• **SELECTED EXCERPT**
In the end, God spent lots of time teaching me about the riches of heaven. I was amazed to see how rich I was in heaven because my father’s house lack nothing and all the precious gems can be found there. But, I also had to learn to come to terms with the fact that, being financially prosperous down here on earth, was not the goal at all. This does not mean that God cannot and will not make us rich financially because God give wealth to those He wants to. But, I also learned that I have no rights to tempt Him, or hold Him accountable because of His word. Most of all, I had to learn to be content with whatever decision He made about my life because failing to learn that, meant that I made salvation about me when in reality it is about God.
As I was learning at His feet, He drew my attention to Paul, who was given a thorn in the flesh in 2 Corinthians 12:7 “So to keep me from becoming conceited because of the surpassing greatness of the revelations, a thorn was given me in the flesh, a messenger of Satan to harass me, to keep me from becoming conceited.” I had a hard time wrapping my head around it. God was patient and waited for me to understand and believe. My reasoning was “how on earth that God felt Paul would become conceited when in reality he lost it all to follow Christ. If you recall, Paul was a high profile man and well connected. Why then, losing it all to follow Christ could cause him to become conceited? Worse than that, why did he actually believe there was a reason for him to be conceited too? As God took me on the path of revelation and I started experiencing Him left, right and center, day in day out. I understood too. I had to learn to come to terms with the fact that I might be one of the richest people that exist on this earth. Even bigger than those who make the Forbes list. In fact, I know I am. But it means nothing to man. I also understood why Paul needed to be kept from being conceited, because when God reveals Himself to you so much, as a mere human, you do need to be kept humble for your own sake.
In Him, there is a richer life. None of us Christians, have the rights to seek for riches down here, when in reality we have not even scratched the surface of what salvation means to God, “not to us”. Focusing on money and earthly wealth can only take our focus off God because where your treasure is, there your heart will be also.
Do you want to know who you are and where your treasure is? Well, spend time, retrace yourself and see what occupies your mind the most during the day. Is it your portfolio? Your career? Your family? Your ministry? Some of you might say to me, well it is good to think about things like family and ministry all day long. Well, having been through it all, whatever occupies your mind is your first god, your idol, your master and your first love. God’s place has been usurped and you get it all backwards.
No matter what you are going through right now, His grace will always be sufficient to see you through whatever life’s circumstances you are in. Each trial we go through, is an opportunity to exchange it for a crown of glory in heaven. So, allow Him to transform you through the pain and suffering and you will see a depth of His grace and glory that is mind boggling. God cannot reveal to you what you are not ready to take in yet.

• **EXERCISE REQUIREMENTS**
List every possible answer the passage on heavenly riches suggests to the question of what occupies your mind the most during the day.

Data items

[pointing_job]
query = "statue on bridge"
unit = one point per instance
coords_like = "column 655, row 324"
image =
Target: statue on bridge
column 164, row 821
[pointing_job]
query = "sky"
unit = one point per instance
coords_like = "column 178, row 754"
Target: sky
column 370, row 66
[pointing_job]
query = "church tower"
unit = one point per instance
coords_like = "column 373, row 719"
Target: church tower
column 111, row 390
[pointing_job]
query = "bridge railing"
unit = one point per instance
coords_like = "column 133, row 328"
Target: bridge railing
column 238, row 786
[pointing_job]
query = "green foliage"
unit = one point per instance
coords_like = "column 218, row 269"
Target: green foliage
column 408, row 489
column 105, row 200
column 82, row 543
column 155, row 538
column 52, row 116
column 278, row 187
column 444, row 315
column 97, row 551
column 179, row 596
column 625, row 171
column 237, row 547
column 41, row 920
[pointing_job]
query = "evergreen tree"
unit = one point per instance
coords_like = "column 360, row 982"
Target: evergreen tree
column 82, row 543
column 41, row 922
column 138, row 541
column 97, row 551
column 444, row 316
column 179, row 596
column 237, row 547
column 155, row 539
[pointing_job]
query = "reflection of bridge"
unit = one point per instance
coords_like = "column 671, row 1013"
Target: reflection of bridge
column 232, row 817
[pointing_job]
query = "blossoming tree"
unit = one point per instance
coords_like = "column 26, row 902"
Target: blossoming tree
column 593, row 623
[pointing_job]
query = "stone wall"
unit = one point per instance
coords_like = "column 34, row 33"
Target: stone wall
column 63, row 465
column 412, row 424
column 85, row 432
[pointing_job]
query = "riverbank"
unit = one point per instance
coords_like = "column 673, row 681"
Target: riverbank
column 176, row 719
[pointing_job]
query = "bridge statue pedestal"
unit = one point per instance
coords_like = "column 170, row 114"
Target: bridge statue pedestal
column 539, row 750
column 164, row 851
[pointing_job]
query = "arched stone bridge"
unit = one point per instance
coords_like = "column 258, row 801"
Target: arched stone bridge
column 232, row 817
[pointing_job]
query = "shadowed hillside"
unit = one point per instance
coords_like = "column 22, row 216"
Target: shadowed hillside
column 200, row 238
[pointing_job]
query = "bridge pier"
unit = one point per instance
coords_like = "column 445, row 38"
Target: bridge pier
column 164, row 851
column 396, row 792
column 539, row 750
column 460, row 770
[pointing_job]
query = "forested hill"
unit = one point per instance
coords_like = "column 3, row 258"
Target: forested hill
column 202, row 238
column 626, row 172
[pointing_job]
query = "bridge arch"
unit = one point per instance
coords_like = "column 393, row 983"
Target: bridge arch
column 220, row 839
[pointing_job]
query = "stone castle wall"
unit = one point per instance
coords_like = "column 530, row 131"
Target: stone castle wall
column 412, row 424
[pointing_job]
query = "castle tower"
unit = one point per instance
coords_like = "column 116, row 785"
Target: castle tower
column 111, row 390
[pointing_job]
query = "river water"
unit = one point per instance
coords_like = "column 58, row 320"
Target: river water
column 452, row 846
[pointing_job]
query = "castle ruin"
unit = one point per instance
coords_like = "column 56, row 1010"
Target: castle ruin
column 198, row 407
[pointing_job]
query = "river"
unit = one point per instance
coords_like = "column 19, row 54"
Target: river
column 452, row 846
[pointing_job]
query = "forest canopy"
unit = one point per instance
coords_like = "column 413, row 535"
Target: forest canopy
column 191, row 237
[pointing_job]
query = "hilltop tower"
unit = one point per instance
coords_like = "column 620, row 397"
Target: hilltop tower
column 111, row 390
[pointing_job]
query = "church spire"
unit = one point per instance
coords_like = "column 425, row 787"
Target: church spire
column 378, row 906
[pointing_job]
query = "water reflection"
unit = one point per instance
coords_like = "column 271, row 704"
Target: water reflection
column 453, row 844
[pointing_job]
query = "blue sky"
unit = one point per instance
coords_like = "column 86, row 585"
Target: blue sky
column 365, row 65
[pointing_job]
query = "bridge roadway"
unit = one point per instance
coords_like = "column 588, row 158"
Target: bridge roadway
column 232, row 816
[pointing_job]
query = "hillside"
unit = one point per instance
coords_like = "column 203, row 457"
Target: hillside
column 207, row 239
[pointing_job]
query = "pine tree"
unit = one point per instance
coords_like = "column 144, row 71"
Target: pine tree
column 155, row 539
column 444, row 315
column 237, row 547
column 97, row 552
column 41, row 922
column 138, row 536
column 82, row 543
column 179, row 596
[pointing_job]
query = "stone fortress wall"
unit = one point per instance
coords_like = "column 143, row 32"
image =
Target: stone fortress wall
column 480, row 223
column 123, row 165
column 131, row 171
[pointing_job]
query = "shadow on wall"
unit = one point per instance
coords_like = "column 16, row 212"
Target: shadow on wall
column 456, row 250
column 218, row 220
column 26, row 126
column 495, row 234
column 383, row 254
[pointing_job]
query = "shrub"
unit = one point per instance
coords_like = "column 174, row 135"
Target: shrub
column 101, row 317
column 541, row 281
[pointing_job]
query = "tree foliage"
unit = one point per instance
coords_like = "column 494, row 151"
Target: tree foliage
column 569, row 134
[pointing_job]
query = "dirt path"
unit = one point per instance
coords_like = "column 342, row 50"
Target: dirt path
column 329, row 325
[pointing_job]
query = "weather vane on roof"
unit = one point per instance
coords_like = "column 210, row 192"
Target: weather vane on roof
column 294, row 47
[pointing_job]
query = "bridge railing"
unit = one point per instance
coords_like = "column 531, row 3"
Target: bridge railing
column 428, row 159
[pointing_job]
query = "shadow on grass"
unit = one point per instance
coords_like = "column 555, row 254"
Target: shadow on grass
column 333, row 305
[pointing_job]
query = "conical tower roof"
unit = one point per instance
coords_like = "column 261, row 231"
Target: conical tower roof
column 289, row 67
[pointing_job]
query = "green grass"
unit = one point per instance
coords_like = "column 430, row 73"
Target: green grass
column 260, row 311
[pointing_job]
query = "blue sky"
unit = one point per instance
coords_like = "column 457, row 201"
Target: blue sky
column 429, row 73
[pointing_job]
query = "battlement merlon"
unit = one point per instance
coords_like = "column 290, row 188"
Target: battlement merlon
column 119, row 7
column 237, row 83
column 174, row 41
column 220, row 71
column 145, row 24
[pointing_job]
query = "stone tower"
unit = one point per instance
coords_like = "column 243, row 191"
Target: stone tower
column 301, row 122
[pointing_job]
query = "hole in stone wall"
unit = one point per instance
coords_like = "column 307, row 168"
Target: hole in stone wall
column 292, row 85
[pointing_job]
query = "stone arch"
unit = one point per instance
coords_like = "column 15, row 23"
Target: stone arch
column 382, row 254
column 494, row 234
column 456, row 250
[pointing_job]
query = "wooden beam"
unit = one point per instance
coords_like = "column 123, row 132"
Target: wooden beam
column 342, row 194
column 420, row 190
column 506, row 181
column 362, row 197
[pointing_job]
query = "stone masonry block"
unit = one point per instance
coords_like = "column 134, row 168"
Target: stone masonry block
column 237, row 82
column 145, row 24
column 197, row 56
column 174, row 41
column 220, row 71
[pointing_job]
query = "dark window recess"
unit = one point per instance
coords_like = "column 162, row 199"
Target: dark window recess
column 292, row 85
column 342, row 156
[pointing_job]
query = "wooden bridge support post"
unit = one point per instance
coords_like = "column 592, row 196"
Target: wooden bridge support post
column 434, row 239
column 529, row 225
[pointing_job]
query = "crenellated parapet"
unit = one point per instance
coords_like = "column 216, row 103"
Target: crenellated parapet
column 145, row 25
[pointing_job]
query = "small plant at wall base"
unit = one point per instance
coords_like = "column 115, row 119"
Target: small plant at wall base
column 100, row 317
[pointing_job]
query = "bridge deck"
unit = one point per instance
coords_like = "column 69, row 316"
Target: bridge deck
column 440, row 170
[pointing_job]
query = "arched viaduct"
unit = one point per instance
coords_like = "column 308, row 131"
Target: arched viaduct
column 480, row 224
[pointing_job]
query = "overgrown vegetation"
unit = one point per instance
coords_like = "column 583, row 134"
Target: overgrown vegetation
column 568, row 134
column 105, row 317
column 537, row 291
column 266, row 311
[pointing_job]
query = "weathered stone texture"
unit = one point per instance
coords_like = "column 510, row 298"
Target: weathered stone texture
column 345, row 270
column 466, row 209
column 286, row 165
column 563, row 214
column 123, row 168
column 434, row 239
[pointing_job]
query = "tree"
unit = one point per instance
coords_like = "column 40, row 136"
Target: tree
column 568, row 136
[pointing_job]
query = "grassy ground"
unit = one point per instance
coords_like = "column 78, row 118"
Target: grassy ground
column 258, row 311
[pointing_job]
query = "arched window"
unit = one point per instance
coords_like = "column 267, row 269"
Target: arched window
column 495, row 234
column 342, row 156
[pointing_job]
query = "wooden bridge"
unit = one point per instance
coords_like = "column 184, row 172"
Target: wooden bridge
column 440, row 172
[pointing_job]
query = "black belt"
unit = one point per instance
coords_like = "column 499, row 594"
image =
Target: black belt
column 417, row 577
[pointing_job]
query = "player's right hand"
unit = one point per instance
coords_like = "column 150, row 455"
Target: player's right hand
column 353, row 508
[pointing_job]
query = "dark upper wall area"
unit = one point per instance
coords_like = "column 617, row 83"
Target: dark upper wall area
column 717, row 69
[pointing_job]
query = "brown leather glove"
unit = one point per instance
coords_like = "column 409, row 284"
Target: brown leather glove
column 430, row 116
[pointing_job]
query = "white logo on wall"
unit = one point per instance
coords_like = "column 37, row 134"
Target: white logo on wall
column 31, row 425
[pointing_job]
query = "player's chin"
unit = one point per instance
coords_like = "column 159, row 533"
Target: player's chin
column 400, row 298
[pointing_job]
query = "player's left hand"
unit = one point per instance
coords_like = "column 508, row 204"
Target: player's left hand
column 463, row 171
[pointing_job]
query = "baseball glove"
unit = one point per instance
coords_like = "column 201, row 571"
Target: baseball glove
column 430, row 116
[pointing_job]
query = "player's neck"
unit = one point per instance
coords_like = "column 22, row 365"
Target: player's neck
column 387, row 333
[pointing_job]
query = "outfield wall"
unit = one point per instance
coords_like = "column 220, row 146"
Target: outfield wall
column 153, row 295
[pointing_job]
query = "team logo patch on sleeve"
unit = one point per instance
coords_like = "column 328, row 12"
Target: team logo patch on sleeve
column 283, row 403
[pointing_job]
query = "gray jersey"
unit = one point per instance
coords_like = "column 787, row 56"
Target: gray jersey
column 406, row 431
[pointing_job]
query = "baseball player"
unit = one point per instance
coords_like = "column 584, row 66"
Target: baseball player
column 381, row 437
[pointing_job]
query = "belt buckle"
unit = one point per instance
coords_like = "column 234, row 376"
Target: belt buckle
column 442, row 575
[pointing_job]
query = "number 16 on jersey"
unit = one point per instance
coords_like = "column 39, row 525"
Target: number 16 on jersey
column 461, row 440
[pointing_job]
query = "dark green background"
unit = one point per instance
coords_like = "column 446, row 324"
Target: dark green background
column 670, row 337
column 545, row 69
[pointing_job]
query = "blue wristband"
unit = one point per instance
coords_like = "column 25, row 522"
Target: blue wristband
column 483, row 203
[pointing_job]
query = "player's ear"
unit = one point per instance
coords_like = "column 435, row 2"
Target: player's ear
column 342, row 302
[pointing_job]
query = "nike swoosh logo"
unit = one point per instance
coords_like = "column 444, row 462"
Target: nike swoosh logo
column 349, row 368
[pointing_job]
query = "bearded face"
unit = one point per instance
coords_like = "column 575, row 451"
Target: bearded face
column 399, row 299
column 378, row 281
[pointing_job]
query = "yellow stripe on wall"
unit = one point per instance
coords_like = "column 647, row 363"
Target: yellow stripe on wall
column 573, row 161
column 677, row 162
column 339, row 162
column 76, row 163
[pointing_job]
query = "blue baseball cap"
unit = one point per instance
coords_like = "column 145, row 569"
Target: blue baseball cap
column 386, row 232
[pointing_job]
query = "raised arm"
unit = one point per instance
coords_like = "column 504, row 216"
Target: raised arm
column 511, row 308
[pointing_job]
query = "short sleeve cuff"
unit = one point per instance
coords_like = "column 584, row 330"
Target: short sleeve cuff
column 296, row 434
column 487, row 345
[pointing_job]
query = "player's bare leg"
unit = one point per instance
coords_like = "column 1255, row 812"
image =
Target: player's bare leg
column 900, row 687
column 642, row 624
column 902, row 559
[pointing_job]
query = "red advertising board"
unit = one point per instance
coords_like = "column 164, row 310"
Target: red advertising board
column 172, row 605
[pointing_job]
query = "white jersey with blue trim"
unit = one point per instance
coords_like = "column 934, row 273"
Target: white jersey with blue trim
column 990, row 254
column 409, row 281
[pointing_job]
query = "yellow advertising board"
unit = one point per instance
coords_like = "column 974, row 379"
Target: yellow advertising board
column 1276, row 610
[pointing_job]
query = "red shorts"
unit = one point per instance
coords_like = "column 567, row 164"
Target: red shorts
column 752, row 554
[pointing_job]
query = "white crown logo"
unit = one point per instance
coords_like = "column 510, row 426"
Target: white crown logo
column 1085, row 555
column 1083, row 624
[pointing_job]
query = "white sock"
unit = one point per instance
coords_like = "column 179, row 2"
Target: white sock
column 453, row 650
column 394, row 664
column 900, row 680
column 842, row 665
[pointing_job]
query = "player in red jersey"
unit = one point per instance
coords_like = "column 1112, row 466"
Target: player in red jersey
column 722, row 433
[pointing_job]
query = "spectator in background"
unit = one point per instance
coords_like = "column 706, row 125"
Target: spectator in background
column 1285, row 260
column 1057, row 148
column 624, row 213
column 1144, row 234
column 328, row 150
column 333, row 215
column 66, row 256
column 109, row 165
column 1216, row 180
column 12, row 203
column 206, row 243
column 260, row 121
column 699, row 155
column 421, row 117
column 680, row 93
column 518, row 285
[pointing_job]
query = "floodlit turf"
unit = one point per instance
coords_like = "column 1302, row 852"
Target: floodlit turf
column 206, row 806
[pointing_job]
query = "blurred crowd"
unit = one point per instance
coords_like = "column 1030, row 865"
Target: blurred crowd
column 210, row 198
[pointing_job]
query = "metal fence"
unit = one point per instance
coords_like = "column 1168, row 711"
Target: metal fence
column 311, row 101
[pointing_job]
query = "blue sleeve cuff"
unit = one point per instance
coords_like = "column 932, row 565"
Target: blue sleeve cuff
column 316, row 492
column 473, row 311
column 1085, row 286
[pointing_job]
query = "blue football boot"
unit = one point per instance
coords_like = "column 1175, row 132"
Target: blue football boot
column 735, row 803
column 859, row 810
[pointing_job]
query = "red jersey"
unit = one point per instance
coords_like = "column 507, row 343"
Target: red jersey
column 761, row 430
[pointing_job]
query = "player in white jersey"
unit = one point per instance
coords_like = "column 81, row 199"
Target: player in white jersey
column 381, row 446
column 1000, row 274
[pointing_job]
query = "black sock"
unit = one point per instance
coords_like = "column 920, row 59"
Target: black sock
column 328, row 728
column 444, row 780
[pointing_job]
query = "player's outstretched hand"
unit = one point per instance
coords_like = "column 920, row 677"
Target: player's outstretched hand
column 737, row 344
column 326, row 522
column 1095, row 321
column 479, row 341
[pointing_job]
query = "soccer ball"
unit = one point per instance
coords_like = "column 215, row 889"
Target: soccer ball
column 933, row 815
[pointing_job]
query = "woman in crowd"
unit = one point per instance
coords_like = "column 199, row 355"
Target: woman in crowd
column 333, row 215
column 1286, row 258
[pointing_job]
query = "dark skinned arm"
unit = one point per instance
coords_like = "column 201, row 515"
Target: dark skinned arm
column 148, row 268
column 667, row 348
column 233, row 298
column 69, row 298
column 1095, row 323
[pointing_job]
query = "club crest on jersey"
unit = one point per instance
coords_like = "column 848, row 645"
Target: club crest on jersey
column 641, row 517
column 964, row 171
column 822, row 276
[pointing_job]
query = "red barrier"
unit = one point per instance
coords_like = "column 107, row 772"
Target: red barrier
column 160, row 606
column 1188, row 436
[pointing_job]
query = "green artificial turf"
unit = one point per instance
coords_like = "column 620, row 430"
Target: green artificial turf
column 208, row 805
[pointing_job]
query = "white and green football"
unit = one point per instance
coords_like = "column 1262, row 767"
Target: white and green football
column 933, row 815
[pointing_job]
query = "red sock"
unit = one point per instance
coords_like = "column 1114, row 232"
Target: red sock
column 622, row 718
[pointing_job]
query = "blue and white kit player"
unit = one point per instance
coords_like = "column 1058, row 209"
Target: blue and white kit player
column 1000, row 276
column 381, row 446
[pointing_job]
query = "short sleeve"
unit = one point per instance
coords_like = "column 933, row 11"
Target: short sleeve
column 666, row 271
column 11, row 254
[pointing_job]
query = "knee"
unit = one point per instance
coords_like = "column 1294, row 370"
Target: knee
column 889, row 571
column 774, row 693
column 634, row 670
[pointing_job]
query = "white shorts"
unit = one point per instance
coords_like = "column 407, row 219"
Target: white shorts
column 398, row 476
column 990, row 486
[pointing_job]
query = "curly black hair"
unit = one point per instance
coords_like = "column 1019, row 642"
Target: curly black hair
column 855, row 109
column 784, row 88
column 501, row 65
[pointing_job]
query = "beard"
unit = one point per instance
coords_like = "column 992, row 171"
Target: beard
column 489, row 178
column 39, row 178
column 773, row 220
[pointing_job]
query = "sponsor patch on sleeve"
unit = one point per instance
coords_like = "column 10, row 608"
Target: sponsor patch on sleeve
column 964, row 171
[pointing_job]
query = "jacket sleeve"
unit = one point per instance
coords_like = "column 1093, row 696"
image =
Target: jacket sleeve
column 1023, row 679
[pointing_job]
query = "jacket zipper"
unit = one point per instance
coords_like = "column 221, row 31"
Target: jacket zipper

• **EXERCISE RESPONSE**
Your portfolio, your career, your family, your ministry